▸ **What is asked**: Write out the full listing again, exactly as it stands.
──────── Record set ────────
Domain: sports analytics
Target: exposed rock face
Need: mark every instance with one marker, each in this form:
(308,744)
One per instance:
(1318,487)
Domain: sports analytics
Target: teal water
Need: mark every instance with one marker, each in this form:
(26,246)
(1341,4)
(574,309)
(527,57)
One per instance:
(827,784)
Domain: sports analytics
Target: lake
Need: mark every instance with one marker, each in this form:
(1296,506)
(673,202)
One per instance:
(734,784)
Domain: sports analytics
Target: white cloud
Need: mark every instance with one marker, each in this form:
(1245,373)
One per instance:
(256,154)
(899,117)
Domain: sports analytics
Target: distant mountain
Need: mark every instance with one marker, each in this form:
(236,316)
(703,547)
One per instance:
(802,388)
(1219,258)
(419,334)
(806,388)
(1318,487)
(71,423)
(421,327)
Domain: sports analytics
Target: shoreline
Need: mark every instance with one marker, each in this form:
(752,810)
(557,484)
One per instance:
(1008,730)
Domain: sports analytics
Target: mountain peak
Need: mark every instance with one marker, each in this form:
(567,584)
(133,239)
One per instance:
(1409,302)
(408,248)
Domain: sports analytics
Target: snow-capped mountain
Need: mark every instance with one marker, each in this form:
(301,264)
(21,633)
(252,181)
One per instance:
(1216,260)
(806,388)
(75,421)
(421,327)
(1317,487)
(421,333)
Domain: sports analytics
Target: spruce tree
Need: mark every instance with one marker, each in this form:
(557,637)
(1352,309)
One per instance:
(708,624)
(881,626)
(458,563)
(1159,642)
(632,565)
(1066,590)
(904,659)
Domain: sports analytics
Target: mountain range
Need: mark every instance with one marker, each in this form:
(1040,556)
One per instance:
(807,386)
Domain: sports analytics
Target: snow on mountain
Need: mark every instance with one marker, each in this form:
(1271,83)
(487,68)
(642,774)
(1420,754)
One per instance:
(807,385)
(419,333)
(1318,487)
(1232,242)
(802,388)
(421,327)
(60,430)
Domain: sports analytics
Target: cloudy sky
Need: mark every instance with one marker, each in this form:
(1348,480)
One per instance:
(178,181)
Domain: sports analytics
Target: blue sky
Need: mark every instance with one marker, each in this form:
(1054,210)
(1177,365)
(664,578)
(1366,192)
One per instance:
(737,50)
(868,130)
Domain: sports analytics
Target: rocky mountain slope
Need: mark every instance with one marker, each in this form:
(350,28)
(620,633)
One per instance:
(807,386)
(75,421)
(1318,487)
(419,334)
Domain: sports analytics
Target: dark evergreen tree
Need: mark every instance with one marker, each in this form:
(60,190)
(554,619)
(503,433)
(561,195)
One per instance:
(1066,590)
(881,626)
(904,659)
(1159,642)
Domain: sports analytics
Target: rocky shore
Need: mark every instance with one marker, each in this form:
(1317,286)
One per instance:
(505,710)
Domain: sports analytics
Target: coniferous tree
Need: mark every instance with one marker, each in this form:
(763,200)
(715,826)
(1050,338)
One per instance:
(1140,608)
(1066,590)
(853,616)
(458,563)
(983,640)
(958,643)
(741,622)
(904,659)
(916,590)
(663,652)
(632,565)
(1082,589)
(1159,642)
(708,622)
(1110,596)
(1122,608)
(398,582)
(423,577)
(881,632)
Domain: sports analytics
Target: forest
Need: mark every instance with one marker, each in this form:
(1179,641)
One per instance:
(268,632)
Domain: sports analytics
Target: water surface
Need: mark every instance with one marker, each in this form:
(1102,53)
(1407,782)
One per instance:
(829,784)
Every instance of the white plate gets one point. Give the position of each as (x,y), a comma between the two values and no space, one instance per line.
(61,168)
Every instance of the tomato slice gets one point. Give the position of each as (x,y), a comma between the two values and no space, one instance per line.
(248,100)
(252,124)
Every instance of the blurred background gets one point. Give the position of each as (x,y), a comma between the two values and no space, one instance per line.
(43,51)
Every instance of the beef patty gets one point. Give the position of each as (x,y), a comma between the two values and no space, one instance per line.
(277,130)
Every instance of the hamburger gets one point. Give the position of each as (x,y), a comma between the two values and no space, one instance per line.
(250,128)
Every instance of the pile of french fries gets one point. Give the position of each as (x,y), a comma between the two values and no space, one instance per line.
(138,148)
────────
▸ **Solved problem**:
Domain: sports analytics
Target: exposed rock face
Need: mark every instance with one marker, each in this form:
(308,744)
One per instance:
(1318,487)
Domain: sports analytics
Target: teal water
Need: mark every instance with one marker, each in this form:
(26,246)
(1341,4)
(574,309)
(527,57)
One per instance:
(827,784)
Domain: sports analytics
Target: lake
Need: mark every instance with one marker, each in this form:
(1296,506)
(673,202)
One per instance:
(734,784)
Domain: sports analytics
Target: white cloud
Need: mark every instance with one marker, each in this form:
(1245,373)
One per instance:
(256,154)
(899,117)
Domain: sports analytics
Target: distant mountain
Need: mark every instance with one marker, each in this form:
(236,316)
(703,547)
One per instance:
(802,388)
(1219,258)
(419,334)
(806,388)
(1318,487)
(71,423)
(421,327)
Domain: sports analytics
Target: shoreline
Need: mark every instance with one marker, each in this form:
(752,810)
(557,484)
One per instance:
(1008,730)
Domain: sports analytics
Target: mountain peak
Need: mark every instance with one marker, each in this form:
(567,584)
(133,239)
One per instance:
(1409,302)
(408,248)
Domain: sports analytics
Target: snow-capped mountain
Need: mark every instance with one marker, each in this form:
(301,264)
(21,633)
(252,181)
One per instance:
(1216,260)
(806,388)
(75,421)
(421,327)
(1317,487)
(421,333)
Domain: sports analytics
Target: spruce tree
Need: mark every instance with one marker, each in this form:
(557,637)
(1352,309)
One per instance:
(708,624)
(881,626)
(458,563)
(1159,642)
(632,565)
(1066,590)
(904,659)
Domain: sports analytics
Target: mountain range
Need: mark every instance with one marker, each in this form:
(1040,556)
One per instance:
(807,386)
Domain: sports analytics
Target: snow on mountain
Need: mark every instance with one marker, each in this form:
(1271,83)
(487,68)
(642,774)
(1420,754)
One per instance:
(807,385)
(419,333)
(1318,487)
(1232,242)
(802,388)
(421,327)
(60,430)
Domain: sports analytics
Target: cloudy sky
Need: mark every instance with one marker, each in this form:
(1348,480)
One per instance:
(178,181)
Domain: sports analytics
Target: blue sky
Need: mark every instance with one marker, each in this form:
(1054,210)
(1177,365)
(664,578)
(1366,192)
One per instance:
(737,50)
(868,130)
Domain: sports analytics
Target: rocky mountain slope
Need: mark every instance with one marker, each in this form:
(350,28)
(620,633)
One per instance:
(807,386)
(75,421)
(1318,487)
(419,334)
Domain: sports analytics
Target: dark evergreen tree
Need: mark every instance with one marker, each in this form:
(60,190)
(554,619)
(503,433)
(561,195)
One per instance:
(1066,590)
(881,626)
(904,659)
(1159,642)
Domain: sports analytics
Target: rocky shore
Need: mark every instance with one marker, each in this form:
(1317,286)
One per instance:
(505,710)
Domain: sports analytics
Target: coniferous tree
Need: mark every instance with one marker, each in this form:
(763,200)
(715,826)
(1050,338)
One per instance:
(1140,608)
(1066,590)
(853,616)
(458,563)
(983,640)
(958,643)
(741,622)
(904,659)
(916,590)
(663,652)
(632,565)
(1082,589)
(1159,642)
(708,622)
(1110,596)
(1122,608)
(398,582)
(423,577)
(881,632)
Domain: sports analytics
Target: forest
Need: mark every instance with one marker, each in this form:
(1179,641)
One per instance:
(268,632)
Domain: sports analytics
Target: water surface
Need: mark every instance with one marker, each in this form:
(1102,53)
(1407,782)
One per instance:
(829,784)
Every instance of the white plate gets one point. Give the position of each as (x,y), a comma between the two values and no space, one instance per line.
(61,168)
Every instance of the tomato slice gets one point. Give the position of each as (x,y), a comma between the two values and no space, one instance per line.
(248,100)
(252,124)
Every instance of the blurred background gets one point. Give the position of each as (x,y), a comma between the two values and no space, one instance per line.
(43,51)
Every instance of the beef patty gets one point. Give the position of each as (x,y), a comma between the two values and no space, one instance per line.
(277,130)
Every instance of the hamburger gets one point. Give the position of each as (x,y), a comma between the two values and no space, one instance per line.
(250,128)
Every instance of the pile of french fries gets one point. Give the position of each as (x,y), a comma between the two values and no space, one instance per line.
(138,148)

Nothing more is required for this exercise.